- Dataset excerpts:
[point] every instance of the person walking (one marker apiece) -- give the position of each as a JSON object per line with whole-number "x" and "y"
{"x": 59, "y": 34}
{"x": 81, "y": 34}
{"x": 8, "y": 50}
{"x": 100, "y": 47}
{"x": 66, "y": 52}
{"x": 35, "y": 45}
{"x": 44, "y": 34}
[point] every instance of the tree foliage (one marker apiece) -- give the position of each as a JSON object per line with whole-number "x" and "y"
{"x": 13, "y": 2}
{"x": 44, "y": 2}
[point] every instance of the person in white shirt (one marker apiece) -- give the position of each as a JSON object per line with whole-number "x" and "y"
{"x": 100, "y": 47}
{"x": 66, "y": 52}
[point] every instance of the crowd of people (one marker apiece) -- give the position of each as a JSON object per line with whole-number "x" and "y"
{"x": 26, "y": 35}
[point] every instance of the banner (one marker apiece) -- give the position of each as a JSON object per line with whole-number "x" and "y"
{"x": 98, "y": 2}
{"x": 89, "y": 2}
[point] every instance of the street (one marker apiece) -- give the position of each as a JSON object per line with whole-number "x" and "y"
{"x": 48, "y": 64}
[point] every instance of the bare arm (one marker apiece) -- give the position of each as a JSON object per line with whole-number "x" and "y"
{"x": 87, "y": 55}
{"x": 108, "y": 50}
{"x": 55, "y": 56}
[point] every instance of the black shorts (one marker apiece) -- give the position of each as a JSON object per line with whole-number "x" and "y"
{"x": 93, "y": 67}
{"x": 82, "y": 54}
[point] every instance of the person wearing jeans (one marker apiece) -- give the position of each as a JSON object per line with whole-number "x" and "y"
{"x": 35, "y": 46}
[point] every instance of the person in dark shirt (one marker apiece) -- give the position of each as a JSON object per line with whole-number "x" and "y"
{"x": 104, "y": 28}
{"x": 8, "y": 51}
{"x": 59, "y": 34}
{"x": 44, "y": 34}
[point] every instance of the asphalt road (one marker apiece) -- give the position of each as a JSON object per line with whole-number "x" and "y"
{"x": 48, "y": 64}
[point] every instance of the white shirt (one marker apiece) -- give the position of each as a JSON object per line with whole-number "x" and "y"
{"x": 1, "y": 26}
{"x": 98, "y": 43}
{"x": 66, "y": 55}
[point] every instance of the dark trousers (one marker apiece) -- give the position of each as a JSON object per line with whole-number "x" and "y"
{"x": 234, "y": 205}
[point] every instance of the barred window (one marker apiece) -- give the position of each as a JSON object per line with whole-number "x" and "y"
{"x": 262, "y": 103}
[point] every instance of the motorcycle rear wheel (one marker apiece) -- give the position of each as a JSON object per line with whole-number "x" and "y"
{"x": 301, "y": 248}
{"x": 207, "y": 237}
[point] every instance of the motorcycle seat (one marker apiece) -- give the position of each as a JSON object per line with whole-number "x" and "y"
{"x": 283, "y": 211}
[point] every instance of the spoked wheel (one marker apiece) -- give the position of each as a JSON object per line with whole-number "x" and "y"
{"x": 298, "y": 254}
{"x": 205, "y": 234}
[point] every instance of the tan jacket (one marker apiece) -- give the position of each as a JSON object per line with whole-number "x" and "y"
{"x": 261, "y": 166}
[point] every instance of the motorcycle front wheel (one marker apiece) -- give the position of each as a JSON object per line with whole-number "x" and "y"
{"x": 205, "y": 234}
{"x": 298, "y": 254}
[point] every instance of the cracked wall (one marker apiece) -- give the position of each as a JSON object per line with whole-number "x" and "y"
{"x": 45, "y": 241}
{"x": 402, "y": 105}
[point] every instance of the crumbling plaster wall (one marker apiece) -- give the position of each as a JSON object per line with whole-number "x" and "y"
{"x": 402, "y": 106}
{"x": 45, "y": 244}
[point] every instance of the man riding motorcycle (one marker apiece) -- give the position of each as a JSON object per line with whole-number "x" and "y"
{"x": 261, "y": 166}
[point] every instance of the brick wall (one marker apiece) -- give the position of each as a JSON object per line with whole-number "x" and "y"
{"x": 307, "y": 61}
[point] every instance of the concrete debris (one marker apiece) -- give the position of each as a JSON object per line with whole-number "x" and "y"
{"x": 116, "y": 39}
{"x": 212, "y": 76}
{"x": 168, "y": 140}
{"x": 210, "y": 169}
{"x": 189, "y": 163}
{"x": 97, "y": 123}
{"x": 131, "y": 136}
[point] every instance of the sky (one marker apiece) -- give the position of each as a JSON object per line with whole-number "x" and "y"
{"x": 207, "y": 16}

- Exercise: Please give back all of the records exactly as written.

- Final result:
[point] every instance of the person walking (one marker apiece) -- give the position of each as a JSON object per line with whole-number "x" and "y"
{"x": 59, "y": 34}
{"x": 81, "y": 34}
{"x": 8, "y": 50}
{"x": 100, "y": 47}
{"x": 66, "y": 52}
{"x": 35, "y": 45}
{"x": 44, "y": 34}
[point] every instance of the tree foliage (one marker apiece) -- give the position of each as a JSON object per line with whole-number "x" and "y"
{"x": 13, "y": 2}
{"x": 44, "y": 2}
[point] every instance of the person in white shirt (one marker apiece) -- give the position of each as a JSON object per line with whole-number "x" and "y"
{"x": 100, "y": 47}
{"x": 66, "y": 52}
[point] every instance of the crowd of people (one marker apiece) -- give the position of each as a JSON object per line with whole-number "x" and "y"
{"x": 26, "y": 35}
[point] every instance of the banner (one marker apiece) -- give the position of each as a JSON object per line with whole-number "x" and "y"
{"x": 98, "y": 2}
{"x": 89, "y": 2}
[point] every instance of the street (one marker apiece) -- give the position of each as a JSON object per line with whole-number "x" and "y"
{"x": 48, "y": 64}
[point] every instance of the bare arm (one marker apiece) -- give the position of each as a JSON object per line with whole-number "x" and "y"
{"x": 87, "y": 55}
{"x": 108, "y": 50}
{"x": 55, "y": 56}
[point] every instance of the black shorts (one marker apiece) -- give the position of each as a JSON object per line with whole-number "x" and "y"
{"x": 93, "y": 67}
{"x": 82, "y": 54}
[point] every instance of the person wearing jeans (one marker apiece) -- give the position of each as a JSON object per line with whole-number "x" and "y"
{"x": 35, "y": 46}
[point] every instance of the person in dark shirt (one marker apiece) -- give the position of each as a JSON object per line with whole-number "x" and "y"
{"x": 104, "y": 28}
{"x": 8, "y": 51}
{"x": 59, "y": 34}
{"x": 44, "y": 34}
[point] every instance of the asphalt road (one marker apiece) -- give the position of each as a JSON object per line with whole-number "x" and "y"
{"x": 48, "y": 64}
[point] every instance of the white shirt (one marker apiece) -- give the position of each as a JSON object per line with whole-number "x" and "y"
{"x": 1, "y": 26}
{"x": 98, "y": 43}
{"x": 66, "y": 55}
[point] every instance of the dark trousers (one marker apiece) -- give the position of each as a JSON object per line with whole-number "x" and "y"
{"x": 234, "y": 205}
[point] every instance of the barred window (one marker apiece) -- give the position of each as a JSON object per line with whole-number "x" and "y"
{"x": 262, "y": 103}
[point] every instance of the motorcycle rear wheel (one marker apiece) -- give the position of each as a JSON object per line with whole-number "x" and "y"
{"x": 301, "y": 248}
{"x": 207, "y": 237}
[point] every instance of the motorcycle seat (one marker apiece) -- give the position of each as a JSON object per line with whole-number "x" and "y"
{"x": 283, "y": 211}
[point] every instance of the spoked wheel (one marker apiece) -- give the position of each as a JSON object per line with whole-number "x" and "y"
{"x": 298, "y": 254}
{"x": 205, "y": 234}
[point] every instance of the tan jacket (one marker apiece) -- give the position of each as a JSON object per line with whole-number "x" and "y"
{"x": 261, "y": 166}
[point] every instance of the motorcycle front wheel (one marker apiece) -- give the position of each as a JSON object per line with whole-number "x" and "y"
{"x": 205, "y": 234}
{"x": 298, "y": 254}
[point] every instance of the cracked wall (one marker apiece) -- give the position of each as a JSON object per line with whole-number "x" and "y"
{"x": 45, "y": 241}
{"x": 402, "y": 105}
[point] every instance of the crumbling plaster wall (one marker apiece) -- give the position of each as a JSON object per line with whole-number "x" and "y"
{"x": 402, "y": 106}
{"x": 45, "y": 244}
[point] every instance of the man riding motorcycle (one marker apiece) -- give the position of each as a JSON object per line with whole-number "x" and "y"
{"x": 261, "y": 166}
[point] every instance of the brick wall (one marker apiece) -- give the position of each as a JSON object per line with whole-number "x" and "y"
{"x": 307, "y": 61}
[point] every instance of the concrete debris (one marker apiece) -- give the position of each as a JSON object per line with whole-number "x" and "y"
{"x": 116, "y": 39}
{"x": 212, "y": 76}
{"x": 168, "y": 140}
{"x": 210, "y": 169}
{"x": 189, "y": 163}
{"x": 97, "y": 123}
{"x": 131, "y": 136}
[point] every instance of the sky (one marker apiece) -- give the position of each as a JSON object per line with whole-number "x" and "y"
{"x": 207, "y": 16}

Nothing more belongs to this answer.